Collection entries:
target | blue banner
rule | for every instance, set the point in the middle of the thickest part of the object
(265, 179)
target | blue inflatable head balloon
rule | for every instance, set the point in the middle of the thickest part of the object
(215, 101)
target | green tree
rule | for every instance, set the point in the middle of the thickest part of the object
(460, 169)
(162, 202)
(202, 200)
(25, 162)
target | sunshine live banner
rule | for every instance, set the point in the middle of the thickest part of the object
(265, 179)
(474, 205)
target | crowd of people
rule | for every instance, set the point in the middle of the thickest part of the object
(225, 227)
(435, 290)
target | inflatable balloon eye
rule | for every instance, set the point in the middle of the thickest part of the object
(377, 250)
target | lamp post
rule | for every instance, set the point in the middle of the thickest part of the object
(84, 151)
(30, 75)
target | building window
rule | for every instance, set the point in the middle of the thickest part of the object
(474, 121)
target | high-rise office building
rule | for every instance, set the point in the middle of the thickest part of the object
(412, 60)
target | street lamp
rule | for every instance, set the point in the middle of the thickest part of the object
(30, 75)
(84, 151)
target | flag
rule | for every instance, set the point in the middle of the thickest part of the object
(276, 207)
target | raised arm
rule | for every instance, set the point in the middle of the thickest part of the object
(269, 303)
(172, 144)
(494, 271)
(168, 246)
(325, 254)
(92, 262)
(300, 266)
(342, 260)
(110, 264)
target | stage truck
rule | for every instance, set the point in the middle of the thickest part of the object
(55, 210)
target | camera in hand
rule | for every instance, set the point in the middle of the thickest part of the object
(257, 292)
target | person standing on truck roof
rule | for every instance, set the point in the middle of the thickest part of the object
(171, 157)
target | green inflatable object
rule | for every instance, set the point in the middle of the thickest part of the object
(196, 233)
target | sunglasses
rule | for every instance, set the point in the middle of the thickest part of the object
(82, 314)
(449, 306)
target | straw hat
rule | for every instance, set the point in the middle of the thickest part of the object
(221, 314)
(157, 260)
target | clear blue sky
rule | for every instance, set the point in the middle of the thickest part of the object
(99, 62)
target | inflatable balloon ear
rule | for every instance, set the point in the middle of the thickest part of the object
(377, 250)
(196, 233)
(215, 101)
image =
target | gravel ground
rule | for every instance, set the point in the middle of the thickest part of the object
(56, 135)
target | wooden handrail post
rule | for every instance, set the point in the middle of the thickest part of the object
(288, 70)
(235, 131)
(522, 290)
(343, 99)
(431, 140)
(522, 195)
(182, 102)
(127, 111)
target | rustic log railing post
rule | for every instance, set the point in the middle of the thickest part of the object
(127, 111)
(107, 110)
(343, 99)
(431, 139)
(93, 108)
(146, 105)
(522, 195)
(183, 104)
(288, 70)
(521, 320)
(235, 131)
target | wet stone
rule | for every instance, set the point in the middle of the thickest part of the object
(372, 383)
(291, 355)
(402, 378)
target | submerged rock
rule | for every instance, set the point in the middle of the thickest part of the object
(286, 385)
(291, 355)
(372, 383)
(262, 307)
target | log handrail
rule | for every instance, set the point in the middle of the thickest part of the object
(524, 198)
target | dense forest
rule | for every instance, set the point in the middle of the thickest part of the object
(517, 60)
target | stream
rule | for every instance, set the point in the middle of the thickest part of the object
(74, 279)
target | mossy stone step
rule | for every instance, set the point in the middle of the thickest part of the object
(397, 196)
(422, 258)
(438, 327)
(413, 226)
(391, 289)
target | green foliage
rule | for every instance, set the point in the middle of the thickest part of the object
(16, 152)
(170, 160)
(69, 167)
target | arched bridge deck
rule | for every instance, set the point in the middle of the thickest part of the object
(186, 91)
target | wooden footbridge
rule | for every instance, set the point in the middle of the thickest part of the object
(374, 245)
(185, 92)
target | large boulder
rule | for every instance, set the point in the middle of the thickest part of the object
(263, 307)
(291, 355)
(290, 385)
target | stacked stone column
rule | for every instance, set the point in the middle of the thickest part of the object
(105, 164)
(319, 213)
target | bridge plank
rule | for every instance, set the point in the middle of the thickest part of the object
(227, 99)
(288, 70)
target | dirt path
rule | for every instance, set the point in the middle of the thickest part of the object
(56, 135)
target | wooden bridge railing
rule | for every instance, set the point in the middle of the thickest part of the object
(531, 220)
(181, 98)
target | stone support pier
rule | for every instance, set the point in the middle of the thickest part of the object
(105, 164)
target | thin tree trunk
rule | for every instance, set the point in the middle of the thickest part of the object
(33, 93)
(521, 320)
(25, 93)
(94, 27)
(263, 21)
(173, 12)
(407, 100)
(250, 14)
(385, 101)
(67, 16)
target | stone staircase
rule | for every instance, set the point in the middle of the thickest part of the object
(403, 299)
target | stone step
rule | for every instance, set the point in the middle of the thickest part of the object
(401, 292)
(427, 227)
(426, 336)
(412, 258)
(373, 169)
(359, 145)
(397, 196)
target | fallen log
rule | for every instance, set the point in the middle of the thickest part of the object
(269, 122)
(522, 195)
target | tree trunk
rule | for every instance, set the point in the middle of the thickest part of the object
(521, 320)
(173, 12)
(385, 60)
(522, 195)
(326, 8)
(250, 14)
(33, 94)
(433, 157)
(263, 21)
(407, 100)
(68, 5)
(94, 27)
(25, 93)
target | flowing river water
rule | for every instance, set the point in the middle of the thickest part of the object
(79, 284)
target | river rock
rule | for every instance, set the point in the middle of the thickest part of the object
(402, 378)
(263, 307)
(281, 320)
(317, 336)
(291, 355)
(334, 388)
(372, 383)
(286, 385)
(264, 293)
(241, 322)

__Description of the task__: Type the whole listing again, unaltered.

__Written answer__:
target | blue banner
rule | for every instance, set the point in the middle of the thickest part of the object
(265, 179)
target | blue inflatable head balloon
rule | for every instance, set the point in the middle of the thickest part of the object
(215, 101)
target | green tree
rule | for every instance, set the point in the middle of the thickest part of the object
(460, 169)
(162, 202)
(202, 200)
(25, 162)
target | sunshine live banner
rule | for every instance, set the point in the middle of the thickest part of the object
(265, 179)
(474, 205)
target | crowd of people
rule | for every instance, set the point in the middle of the thickest part of the object
(225, 227)
(435, 290)
target | inflatable balloon eye
rule | for every instance, set the point in the middle of the thickest part of the object
(377, 250)
target | lamp post
rule | for every instance, set the point in the middle of the thickest part of the object
(84, 151)
(30, 75)
target | building window
rule | for every instance, set the point in the middle of the thickest part of the object
(474, 121)
target | high-rise office building
rule | for every instance, set the point in the middle of the thickest part of the object
(412, 60)
target | street lamp
rule | for every instance, set the point in the middle of the thickest part of the object
(30, 75)
(84, 151)
target | flag
rule | for every instance, set the point in the middle of the thickest part of the object
(276, 207)
target | raised arm
rule | for every instance, set the point in the middle of the thickest part of the object
(269, 303)
(172, 144)
(494, 271)
(168, 246)
(325, 254)
(92, 262)
(300, 266)
(342, 260)
(110, 264)
target | stage truck
rule | for every instance, set the point in the middle of the thickest part of the object
(55, 210)
target | camera in hand
rule | for every instance, set the point in the middle of the thickest part of the object
(257, 292)
target | person standing on truck roof
rule | for every instance, set the point in the middle of the thickest part of the object
(171, 157)
target | green inflatable object
rule | for every instance, set the point in the middle of the thickest part of the object
(196, 233)
target | sunglasses
rule | for every instance, set the point in the middle of the thickest part of the object
(82, 314)
(449, 306)
target | straw hat
rule | for every instance, set the point in the middle of the thickest part of the object
(221, 314)
(157, 260)
target | clear blue sky
rule | for every instance, set the point in the middle of the thickest part of the object
(99, 62)
target | inflatable balloon ear
rule | for every instance, set the point in the middle of the thickest part of the object
(377, 250)
(196, 233)
(215, 101)
image =
target | gravel ground
rule | for every instance, set the point in the middle of the thickest part of the object
(56, 135)
target | wooden handrail post
rule | for every instance, set the point in the middle of the thickest part of the object
(288, 70)
(235, 131)
(522, 290)
(343, 99)
(431, 140)
(522, 195)
(182, 102)
(127, 111)
target | rustic log railing post
rule | for every instance, set the point in the middle of the thickest part of the object
(127, 111)
(107, 110)
(343, 99)
(431, 139)
(93, 108)
(146, 105)
(522, 195)
(183, 104)
(288, 70)
(521, 320)
(235, 131)
target | wet stone
rule | for every instance, set the point in the middle of the thickest part of the object
(372, 383)
(291, 355)
(402, 378)
target | submerged rock
rule | for every instance, set the point in the middle of the thickest part of the object
(286, 385)
(291, 355)
(372, 383)
(262, 307)
target | log handrail
rule | for every instance, set the point in the middle of the thickest part of the object
(524, 198)
target | dense forest
rule | for every instance, set the point in the middle of the thickest part of the object
(517, 60)
target | stream
rule | for every instance, set the point in the middle of the thickest part of the object
(74, 279)
target | mossy stone step
rule | for every instance, set the point in the middle of the thickest part of the object
(397, 196)
(422, 258)
(438, 327)
(413, 226)
(391, 289)
target | green foliage
rule | for every instance, set the point in the middle of the thickest part of the object
(16, 152)
(170, 160)
(69, 167)
target | arched bridge deck
rule | for every instance, set the point in the middle of the thickest part of the object
(186, 91)
target | wooden footbridge
rule | for every instance, set the point in the middle of the thickest part of the object
(374, 245)
(185, 92)
target | large boulder
rule | for every instance, set the point in the middle of the thickest part of the object
(263, 307)
(291, 355)
(290, 385)
target | stacked stone column
rule | for every instance, set the point in the middle of the thickest part of the object
(105, 164)
(319, 213)
target | bridge plank
rule | for every instance, set the point in the middle of the thickest part of the object
(227, 99)
(288, 70)
target | dirt path
rule | for every instance, set the point in the middle of the thickest part of the object
(56, 135)
target | wooden bridge railing
rule | for every instance, set the point in the middle of the thickest part of the object
(531, 220)
(181, 98)
target | stone support pier
rule | for every instance, set the point in the middle of the thickest part of the object
(105, 164)
target | thin tree trunk
rule | for every instance, set the point in the middle of the thickest part of the object
(33, 93)
(521, 320)
(25, 93)
(94, 27)
(263, 21)
(173, 12)
(407, 100)
(250, 14)
(385, 101)
(67, 16)
target | stone staircase
rule | for every instance, set the point in the middle of the thickest part of the object
(403, 299)
target | stone step
rule | for every instance, set the point in the middle of the thickest part of the object
(401, 292)
(427, 227)
(426, 336)
(412, 258)
(373, 169)
(359, 145)
(397, 196)
target | fallen log
rule | for every instance, set the point in the middle of the thickest part of the object
(269, 122)
(522, 195)
target | tree trunk
rule | for every instance, set the point in the middle of the thickest part of the object
(521, 320)
(173, 12)
(385, 60)
(522, 195)
(326, 8)
(250, 14)
(33, 94)
(433, 157)
(263, 21)
(407, 100)
(68, 5)
(94, 27)
(25, 93)
target | flowing river water
rule | for every instance, set the point in the middle of the thickest part of the object
(79, 284)
target | river rock
rule | for every instance, set the point in the middle of the thickest part of the object
(402, 378)
(263, 307)
(281, 320)
(317, 336)
(291, 355)
(334, 388)
(372, 383)
(286, 385)
(264, 293)
(241, 322)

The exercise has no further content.